Stated goal a = What final value does the integration-by-parts excerpt reach after evaluating from 0 to π?

Excerpt to read =

------------------------------

If we let $u = x^3$ and $dv = \cos x dx$, then

$du = 3x^2 dx$ and $\displaystyle v = \int \cos x dx = \sin x$

So,

$\displaystyle \int^\pi_0 x^3 \cos x dx = uv - \int v du = x^3 \sin x - \int 3x^2 \sin x dx$

To evaluate $\displaystyle \int 3x^2 \sin x dx$, we must also use integration by parts so

if we let $u_1 = 3x^2$ and $dv_1 = \sin x dx$, then

$du_1 = 6x dx$ and $\displaystyle v_1 = \int \sin x dx = - \cos x$

So,

$ \begin{equation} \begin{aligned} \int 3x^2 \sin x dx = u_1 v_1 - \int v_1 du_1 &= -3x^2 \cos x - \int - 6x \cos x dx\\ \\ &= -3x^2 \cos x + 6 \int x \cos x dx \end{aligned} \end{equation} $

To evaluate $\displaystyle \int x \cos dx$, we let

$ \begin{equation} \begin{aligned} u_2 &= x \text{ and } dv_2 = \cos x dx, \text{ then}\\ \\ du_2 &= dx \text{ and } v_2 = \sin x \end{aligned} \end{equation} $

$ \begin{equation} \begin{aligned} \text{so } \int x \cos x dx = u_2 v_2 - \int v_2 du_2 &= x \sin x - \int \sin x dx\\ \\ &= x \sin x - (-\cos x)\\ \\ &= x \sin x + \cos x \end{aligned} \end{equation} $

Going back to the first equation,

$ \begin{equation} \begin{aligned} \int^\pi_0 x^3 \cos x dx &= x^3 \sin x - \int 3x^2 \sin x dx\\ \\ &= x^3 \sin x - \left[ -3x^2 \cos x + 6 \left( x \sin x + \cos x \right)\right]\\ \\ &= x^3 \sin x + 3x^2 \cos x - 6 x \sin x - 6 \cos x \end{aligned} \end{equation} $

Evaluating from 0 to $\pi$,

$ = - 3 \pi^2 + 12$

------------------------------

Stated goal b = Copy out, word for word, everything in the entries from the line containing "Exercise. Mark the riverbank" down to the end of the entries, both ends included.

------------------------------

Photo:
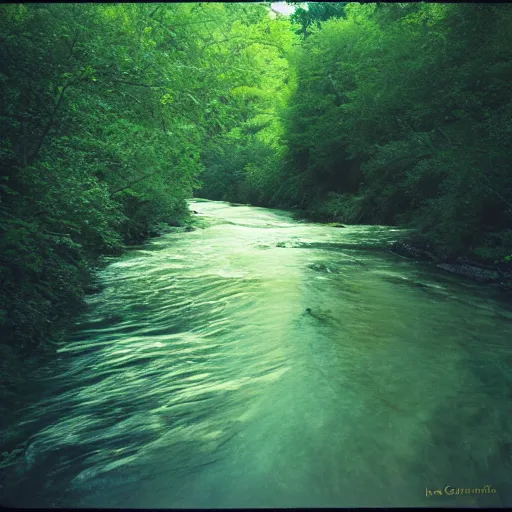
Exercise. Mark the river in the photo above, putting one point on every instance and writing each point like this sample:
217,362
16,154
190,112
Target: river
259,361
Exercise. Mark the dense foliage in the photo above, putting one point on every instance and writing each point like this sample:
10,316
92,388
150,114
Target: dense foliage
108,113
402,114
112,115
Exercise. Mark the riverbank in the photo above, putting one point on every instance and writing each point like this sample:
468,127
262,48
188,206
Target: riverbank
20,365
498,274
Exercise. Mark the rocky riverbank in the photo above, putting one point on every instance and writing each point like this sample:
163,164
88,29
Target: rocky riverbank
498,274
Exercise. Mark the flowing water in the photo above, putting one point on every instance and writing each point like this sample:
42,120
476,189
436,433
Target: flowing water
264,362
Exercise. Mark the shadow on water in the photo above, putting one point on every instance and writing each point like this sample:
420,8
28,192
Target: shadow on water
224,367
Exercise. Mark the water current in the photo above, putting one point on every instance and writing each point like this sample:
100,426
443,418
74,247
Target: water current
259,361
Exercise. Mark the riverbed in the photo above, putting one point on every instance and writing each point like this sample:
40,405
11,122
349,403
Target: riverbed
259,361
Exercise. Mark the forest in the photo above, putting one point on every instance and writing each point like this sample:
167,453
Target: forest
113,115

------------------------------

Task solution a = The final value is −3π² + 12.

Task solution b =
Exercise. Mark the riverbank in the photo above, putting one point on every instance and writing each point like this sample:
468,127
262,48
188,206
Target: riverbank
20,365
498,274
Exercise. Mark the rocky riverbank in the photo above, putting one point on every instance and writing each point like this sample:
163,164
88,29
Target: rocky riverbank
498,274
Exercise. Mark the flowing water in the photo above, putting one point on every instance and writing each point like this sample:
42,120
476,189
436,433
Target: flowing water
264,362
Exercise. Mark the shadow on water in the photo above, putting one point on every instance and writing each point like this sample:
420,8
28,192
Target: shadow on water
224,367
Exercise. Mark the water current in the photo above, putting one point on every instance and writing each point like this sample:
100,426
443,418
74,247
Target: water current
259,361
Exercise. Mark the riverbed in the photo above, putting one point on every instance and writing each point like this sample:
40,405
11,122
349,403
Target: riverbed
259,361
Exercise. Mark the forest in the photo above, putting one point on every instance and writing each point like this sample:
167,453
Target: forest
113,115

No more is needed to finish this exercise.